• **REQUIREMENT**
Copy the lines below verbatim, from the line containing "Practice step: point out every instance of the door" to the line containing "pixel 507 146", including both of those lines.

Data records
——
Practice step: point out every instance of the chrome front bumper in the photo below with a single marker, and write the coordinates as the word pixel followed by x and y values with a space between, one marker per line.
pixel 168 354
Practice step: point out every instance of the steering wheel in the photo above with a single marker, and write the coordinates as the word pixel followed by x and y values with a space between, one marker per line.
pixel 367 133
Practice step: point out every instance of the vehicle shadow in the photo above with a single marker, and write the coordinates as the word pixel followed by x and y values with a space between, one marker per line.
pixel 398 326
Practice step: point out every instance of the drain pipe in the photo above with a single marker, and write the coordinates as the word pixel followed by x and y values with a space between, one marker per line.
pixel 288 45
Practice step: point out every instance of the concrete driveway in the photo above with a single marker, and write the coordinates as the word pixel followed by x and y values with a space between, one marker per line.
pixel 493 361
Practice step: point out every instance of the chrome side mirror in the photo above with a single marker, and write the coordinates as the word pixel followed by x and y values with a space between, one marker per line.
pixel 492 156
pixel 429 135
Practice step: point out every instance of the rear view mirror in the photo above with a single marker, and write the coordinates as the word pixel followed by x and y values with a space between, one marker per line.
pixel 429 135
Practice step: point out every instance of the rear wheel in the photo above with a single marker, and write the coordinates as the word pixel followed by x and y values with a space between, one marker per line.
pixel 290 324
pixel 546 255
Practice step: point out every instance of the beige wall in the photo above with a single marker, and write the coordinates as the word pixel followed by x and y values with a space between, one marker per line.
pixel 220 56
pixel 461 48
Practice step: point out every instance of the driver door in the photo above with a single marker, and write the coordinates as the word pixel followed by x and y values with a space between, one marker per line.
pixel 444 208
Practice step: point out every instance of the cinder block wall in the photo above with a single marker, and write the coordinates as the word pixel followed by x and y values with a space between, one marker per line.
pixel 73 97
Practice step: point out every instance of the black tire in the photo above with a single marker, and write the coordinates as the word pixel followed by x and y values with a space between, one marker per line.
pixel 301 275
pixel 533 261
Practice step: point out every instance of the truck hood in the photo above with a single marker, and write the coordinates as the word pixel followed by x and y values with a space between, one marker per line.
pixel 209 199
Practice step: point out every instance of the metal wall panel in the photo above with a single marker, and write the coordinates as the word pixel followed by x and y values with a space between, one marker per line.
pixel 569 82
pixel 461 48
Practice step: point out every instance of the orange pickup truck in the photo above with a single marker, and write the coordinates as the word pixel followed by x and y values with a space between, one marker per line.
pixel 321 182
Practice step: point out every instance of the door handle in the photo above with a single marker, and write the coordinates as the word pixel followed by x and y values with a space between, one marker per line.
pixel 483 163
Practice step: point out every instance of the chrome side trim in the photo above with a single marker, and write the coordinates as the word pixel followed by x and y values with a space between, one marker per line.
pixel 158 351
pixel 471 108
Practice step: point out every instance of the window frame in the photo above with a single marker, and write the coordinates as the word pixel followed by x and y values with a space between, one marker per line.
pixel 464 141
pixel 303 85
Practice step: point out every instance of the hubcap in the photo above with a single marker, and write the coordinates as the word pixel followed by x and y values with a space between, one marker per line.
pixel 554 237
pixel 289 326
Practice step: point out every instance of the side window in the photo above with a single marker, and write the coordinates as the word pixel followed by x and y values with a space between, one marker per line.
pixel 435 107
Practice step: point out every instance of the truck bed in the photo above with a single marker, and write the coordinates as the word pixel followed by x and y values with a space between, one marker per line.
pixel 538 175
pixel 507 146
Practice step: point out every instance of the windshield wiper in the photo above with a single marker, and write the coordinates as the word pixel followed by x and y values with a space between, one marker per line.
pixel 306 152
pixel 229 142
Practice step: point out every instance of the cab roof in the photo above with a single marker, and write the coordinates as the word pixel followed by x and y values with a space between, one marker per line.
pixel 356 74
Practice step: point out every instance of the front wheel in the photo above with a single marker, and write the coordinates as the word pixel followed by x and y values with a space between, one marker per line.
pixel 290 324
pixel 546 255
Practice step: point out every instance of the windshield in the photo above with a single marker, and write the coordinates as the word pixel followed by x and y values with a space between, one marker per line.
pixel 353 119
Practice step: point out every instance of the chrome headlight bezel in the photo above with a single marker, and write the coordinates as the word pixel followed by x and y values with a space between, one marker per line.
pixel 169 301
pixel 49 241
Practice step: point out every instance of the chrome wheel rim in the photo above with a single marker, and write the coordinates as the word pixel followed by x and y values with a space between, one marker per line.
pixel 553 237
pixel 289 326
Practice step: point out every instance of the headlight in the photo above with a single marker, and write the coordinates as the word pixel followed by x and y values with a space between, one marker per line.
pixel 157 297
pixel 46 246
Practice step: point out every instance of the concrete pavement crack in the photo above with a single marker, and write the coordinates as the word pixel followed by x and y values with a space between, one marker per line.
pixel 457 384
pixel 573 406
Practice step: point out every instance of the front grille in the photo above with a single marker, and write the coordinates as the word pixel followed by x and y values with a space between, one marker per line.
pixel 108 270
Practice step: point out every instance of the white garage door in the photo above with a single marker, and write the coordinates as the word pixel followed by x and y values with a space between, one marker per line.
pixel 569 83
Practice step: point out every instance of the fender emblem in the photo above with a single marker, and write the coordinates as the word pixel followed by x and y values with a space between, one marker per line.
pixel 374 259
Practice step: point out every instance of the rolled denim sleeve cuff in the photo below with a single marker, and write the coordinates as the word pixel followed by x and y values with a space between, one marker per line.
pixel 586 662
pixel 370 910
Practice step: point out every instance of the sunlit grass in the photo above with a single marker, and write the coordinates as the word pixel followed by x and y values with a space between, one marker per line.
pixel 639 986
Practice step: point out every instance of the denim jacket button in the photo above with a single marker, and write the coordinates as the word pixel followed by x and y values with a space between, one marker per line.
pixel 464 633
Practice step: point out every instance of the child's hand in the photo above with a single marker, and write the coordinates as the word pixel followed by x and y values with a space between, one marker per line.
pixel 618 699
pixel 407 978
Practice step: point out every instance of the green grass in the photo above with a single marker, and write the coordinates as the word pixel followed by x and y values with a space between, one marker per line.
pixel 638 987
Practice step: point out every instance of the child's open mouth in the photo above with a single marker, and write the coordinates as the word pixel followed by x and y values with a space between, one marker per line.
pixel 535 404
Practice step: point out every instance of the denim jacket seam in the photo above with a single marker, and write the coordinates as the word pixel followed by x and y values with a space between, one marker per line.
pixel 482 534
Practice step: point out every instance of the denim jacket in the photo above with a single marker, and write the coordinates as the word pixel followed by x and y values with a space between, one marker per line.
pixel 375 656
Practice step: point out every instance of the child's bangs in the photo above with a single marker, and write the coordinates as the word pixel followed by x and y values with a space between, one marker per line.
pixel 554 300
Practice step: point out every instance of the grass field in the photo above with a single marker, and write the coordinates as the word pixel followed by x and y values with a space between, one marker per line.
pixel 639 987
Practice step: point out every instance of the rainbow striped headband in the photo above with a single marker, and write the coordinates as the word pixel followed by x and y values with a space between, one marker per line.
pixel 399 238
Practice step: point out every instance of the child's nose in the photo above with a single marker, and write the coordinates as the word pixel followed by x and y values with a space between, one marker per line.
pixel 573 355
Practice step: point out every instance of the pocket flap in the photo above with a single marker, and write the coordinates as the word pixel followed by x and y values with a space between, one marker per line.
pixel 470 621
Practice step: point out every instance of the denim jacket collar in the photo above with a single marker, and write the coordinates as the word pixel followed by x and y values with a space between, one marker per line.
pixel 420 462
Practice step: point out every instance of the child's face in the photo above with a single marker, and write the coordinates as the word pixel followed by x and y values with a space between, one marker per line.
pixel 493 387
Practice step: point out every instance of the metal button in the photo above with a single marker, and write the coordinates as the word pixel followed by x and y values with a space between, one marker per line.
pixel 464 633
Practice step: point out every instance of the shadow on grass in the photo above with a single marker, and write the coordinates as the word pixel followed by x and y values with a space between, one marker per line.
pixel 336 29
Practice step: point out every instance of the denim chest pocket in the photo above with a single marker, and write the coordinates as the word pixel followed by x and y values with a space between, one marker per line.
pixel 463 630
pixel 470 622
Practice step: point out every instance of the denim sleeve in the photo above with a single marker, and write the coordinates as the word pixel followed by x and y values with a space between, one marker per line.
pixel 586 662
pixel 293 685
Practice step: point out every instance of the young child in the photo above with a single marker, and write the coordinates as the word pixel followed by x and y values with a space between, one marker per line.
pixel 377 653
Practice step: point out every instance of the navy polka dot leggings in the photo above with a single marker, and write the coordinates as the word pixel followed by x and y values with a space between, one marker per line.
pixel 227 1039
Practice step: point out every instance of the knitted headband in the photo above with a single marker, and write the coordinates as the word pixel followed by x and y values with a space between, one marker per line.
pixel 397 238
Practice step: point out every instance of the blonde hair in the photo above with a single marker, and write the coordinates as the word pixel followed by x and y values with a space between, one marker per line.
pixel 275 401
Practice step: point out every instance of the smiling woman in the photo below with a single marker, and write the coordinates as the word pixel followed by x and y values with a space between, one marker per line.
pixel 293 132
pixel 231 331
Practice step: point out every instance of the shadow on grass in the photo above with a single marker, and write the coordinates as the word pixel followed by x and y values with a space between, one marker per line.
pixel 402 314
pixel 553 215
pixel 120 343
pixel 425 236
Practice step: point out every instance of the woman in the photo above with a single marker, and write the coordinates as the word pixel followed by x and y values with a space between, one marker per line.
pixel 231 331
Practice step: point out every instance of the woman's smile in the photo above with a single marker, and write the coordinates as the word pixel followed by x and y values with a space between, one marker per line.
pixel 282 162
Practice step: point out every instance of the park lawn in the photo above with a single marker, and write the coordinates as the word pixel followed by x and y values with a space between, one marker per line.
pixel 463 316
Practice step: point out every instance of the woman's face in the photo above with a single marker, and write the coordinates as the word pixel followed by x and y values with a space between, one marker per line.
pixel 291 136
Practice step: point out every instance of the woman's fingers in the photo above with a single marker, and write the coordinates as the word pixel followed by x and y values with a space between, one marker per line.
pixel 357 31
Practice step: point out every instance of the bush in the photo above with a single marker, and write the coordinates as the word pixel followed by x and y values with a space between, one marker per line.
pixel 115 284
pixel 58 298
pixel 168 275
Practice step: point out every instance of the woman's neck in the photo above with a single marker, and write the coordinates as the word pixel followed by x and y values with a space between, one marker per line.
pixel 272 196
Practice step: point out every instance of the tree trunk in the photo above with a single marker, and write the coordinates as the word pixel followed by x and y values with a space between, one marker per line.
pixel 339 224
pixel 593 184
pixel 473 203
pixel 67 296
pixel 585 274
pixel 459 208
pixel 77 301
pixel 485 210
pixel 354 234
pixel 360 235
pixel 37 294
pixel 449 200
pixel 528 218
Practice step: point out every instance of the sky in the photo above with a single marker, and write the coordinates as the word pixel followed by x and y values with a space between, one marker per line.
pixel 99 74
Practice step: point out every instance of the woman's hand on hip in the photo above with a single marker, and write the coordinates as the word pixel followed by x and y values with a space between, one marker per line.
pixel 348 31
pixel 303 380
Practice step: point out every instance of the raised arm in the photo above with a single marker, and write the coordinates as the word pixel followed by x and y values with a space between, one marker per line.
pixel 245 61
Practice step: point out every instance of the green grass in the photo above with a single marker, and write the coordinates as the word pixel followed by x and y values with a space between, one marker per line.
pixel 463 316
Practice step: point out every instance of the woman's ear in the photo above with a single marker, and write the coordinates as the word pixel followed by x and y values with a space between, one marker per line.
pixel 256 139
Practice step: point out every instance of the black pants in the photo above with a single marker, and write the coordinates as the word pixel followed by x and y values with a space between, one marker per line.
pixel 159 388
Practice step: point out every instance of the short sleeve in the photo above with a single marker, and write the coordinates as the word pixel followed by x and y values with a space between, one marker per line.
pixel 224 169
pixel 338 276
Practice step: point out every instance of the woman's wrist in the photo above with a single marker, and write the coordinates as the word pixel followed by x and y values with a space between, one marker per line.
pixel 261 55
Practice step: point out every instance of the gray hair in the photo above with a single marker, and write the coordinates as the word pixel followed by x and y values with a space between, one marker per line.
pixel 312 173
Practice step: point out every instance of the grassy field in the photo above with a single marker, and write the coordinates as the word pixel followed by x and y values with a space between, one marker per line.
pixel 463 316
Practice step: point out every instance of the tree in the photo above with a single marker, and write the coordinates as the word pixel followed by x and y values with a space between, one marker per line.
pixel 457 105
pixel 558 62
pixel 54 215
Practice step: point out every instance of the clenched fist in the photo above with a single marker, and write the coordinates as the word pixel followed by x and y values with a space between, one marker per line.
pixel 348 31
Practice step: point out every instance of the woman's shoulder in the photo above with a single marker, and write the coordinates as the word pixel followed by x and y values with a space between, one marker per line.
——
• **EXERCISE RESPONSE**
Practice step: point out every instance of the door handle in the photo above with a single marker, and write the coordinates as the word pixel followed by x and y values with a space between, one marker per line.
pixel 483 163
Practice step: point out every instance of the chrome side trim in the photo above with a single marker, and write the coordinates as the word pixel followed by x and y values with a space between, one marker per line.
pixel 158 351
pixel 471 108
Practice step: point out every instance of the window frame in the photo above with a single marker, and write the coordinates as the word pixel followed by x and y values with a space between, one marker per line.
pixel 464 141
pixel 303 85
Practice step: point out every instance of the hubcap in the photo above with a single marker, and write the coordinates as the word pixel followed by x and y values with a space between, one marker per line.
pixel 554 237
pixel 289 326
Practice step: point out every instance of the side window in the photo above with a single marker, and write the coordinates as the word pixel followed by x and y values with a space between, one marker per line.
pixel 435 107
Practice step: point out every instance of the truck bed in the photo above with a single marker, and write the coordinates as the word pixel followed by x and y values with a space between, one marker per line.
pixel 538 175
pixel 507 146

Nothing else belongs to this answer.